EXERCISE MATERIAL START
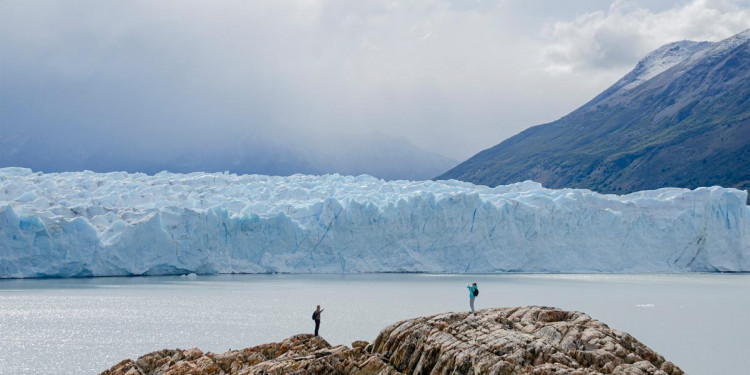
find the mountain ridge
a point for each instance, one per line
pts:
(687, 126)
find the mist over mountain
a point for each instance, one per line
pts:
(271, 153)
(681, 118)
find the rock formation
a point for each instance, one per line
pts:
(519, 340)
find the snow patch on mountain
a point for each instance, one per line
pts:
(90, 224)
(659, 61)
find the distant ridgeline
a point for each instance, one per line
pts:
(92, 224)
(681, 118)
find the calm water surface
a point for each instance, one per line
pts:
(83, 326)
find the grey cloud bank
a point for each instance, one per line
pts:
(151, 85)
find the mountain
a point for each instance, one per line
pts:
(278, 153)
(681, 118)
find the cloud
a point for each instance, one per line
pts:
(451, 76)
(619, 36)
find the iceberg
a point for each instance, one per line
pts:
(78, 224)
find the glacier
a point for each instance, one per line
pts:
(79, 224)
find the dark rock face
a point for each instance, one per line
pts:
(519, 340)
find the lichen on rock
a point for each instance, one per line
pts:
(519, 340)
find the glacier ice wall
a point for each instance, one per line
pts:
(85, 223)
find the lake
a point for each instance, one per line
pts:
(84, 326)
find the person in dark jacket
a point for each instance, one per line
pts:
(472, 288)
(316, 318)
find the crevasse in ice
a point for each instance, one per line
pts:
(85, 223)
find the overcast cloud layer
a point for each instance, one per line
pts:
(453, 77)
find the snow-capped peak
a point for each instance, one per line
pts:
(659, 61)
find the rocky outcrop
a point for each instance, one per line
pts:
(520, 340)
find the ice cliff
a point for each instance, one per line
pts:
(85, 223)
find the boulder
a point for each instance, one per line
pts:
(520, 340)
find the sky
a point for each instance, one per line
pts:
(453, 77)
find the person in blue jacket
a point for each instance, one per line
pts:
(473, 292)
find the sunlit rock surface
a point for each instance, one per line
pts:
(90, 224)
(519, 340)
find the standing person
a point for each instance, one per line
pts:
(473, 292)
(316, 318)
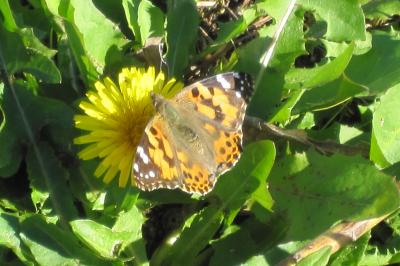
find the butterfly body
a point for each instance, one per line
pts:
(194, 137)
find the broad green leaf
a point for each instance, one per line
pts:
(131, 223)
(238, 244)
(382, 9)
(379, 69)
(91, 47)
(51, 245)
(328, 95)
(8, 18)
(386, 125)
(9, 236)
(344, 18)
(314, 191)
(195, 236)
(247, 179)
(25, 115)
(231, 29)
(319, 258)
(48, 181)
(22, 51)
(131, 13)
(289, 46)
(376, 154)
(352, 253)
(182, 27)
(267, 97)
(318, 76)
(151, 19)
(99, 238)
(284, 112)
(280, 252)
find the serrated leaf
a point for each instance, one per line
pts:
(344, 18)
(130, 223)
(328, 95)
(82, 21)
(9, 236)
(194, 237)
(268, 94)
(151, 19)
(318, 76)
(381, 9)
(239, 245)
(48, 181)
(131, 12)
(315, 191)
(51, 245)
(386, 125)
(182, 26)
(26, 114)
(319, 258)
(379, 69)
(22, 51)
(247, 179)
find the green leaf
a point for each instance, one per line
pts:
(99, 238)
(315, 191)
(130, 223)
(237, 243)
(247, 179)
(52, 246)
(196, 234)
(328, 95)
(231, 29)
(182, 27)
(9, 236)
(352, 253)
(131, 12)
(151, 19)
(317, 76)
(319, 258)
(386, 125)
(22, 51)
(82, 21)
(344, 18)
(379, 69)
(267, 96)
(382, 9)
(48, 181)
(25, 115)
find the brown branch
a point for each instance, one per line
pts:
(336, 237)
(255, 128)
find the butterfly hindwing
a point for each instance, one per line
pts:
(199, 138)
(154, 166)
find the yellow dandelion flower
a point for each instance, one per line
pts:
(115, 118)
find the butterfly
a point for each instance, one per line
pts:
(195, 136)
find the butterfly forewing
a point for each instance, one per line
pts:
(214, 108)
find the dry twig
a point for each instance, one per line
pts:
(336, 237)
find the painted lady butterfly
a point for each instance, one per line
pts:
(195, 136)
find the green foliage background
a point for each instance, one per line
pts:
(279, 196)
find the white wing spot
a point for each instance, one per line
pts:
(224, 83)
(145, 158)
(139, 149)
(152, 174)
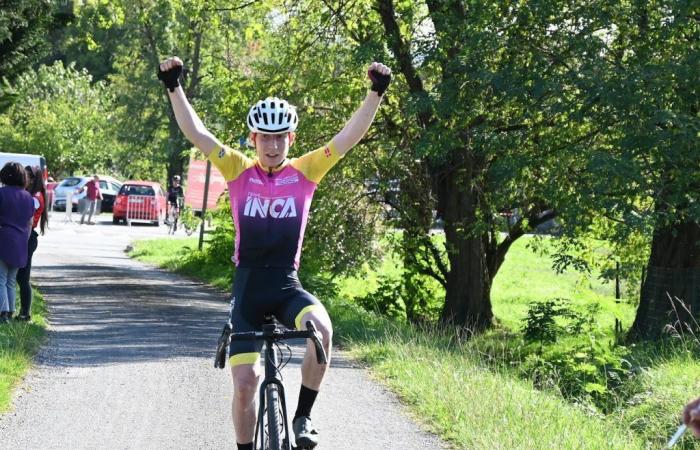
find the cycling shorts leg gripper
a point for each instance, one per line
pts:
(297, 320)
(244, 358)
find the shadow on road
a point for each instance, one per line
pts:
(106, 315)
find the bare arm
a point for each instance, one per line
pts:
(187, 119)
(359, 123)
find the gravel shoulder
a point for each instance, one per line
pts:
(129, 361)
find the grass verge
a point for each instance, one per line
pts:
(19, 342)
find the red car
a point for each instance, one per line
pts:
(140, 201)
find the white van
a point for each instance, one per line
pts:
(25, 160)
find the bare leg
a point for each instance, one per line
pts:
(245, 388)
(312, 373)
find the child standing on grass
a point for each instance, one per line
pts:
(16, 211)
(35, 186)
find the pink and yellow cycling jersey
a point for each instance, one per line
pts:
(270, 208)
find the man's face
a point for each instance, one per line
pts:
(272, 149)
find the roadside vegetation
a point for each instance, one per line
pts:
(552, 374)
(19, 342)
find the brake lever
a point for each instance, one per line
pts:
(222, 345)
(320, 353)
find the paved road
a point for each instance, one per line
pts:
(129, 361)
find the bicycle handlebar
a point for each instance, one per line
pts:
(269, 333)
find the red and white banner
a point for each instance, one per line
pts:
(196, 176)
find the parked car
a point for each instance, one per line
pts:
(108, 185)
(144, 201)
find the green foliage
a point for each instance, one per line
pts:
(405, 295)
(23, 24)
(592, 372)
(62, 115)
(547, 320)
(582, 367)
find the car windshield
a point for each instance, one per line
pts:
(69, 182)
(136, 190)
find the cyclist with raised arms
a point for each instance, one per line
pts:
(270, 200)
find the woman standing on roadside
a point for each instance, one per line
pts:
(16, 210)
(35, 186)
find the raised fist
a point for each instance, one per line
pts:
(380, 75)
(169, 72)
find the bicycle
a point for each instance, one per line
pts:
(189, 221)
(272, 425)
(173, 215)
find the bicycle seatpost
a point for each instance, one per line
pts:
(313, 335)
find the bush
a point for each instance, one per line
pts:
(581, 367)
(406, 296)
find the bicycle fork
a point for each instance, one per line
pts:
(271, 378)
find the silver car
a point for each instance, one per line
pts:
(108, 186)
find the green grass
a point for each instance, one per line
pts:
(183, 256)
(19, 342)
(463, 391)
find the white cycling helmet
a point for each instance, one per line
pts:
(272, 116)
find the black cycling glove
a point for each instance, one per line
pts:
(379, 81)
(170, 77)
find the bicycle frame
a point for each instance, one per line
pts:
(270, 334)
(271, 377)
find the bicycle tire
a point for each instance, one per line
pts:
(275, 430)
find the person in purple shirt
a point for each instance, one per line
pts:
(16, 211)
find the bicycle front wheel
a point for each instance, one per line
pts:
(273, 413)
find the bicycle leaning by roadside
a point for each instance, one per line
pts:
(175, 197)
(272, 425)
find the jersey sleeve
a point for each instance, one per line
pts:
(231, 163)
(314, 165)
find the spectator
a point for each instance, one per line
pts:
(35, 186)
(93, 194)
(691, 416)
(16, 210)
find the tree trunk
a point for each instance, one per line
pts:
(673, 273)
(468, 291)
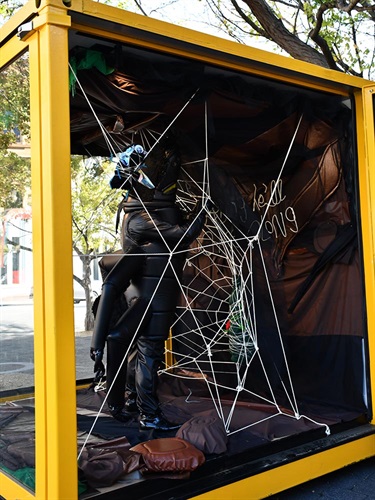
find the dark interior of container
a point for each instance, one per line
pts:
EXERCISE MATERIAL END
## DIRECTIONS FOR THIS TASK:
Throughout the data, tally the lines that hold the string "yellow" and report the tally alone.

## SOLUTION TO THIS TASK:
2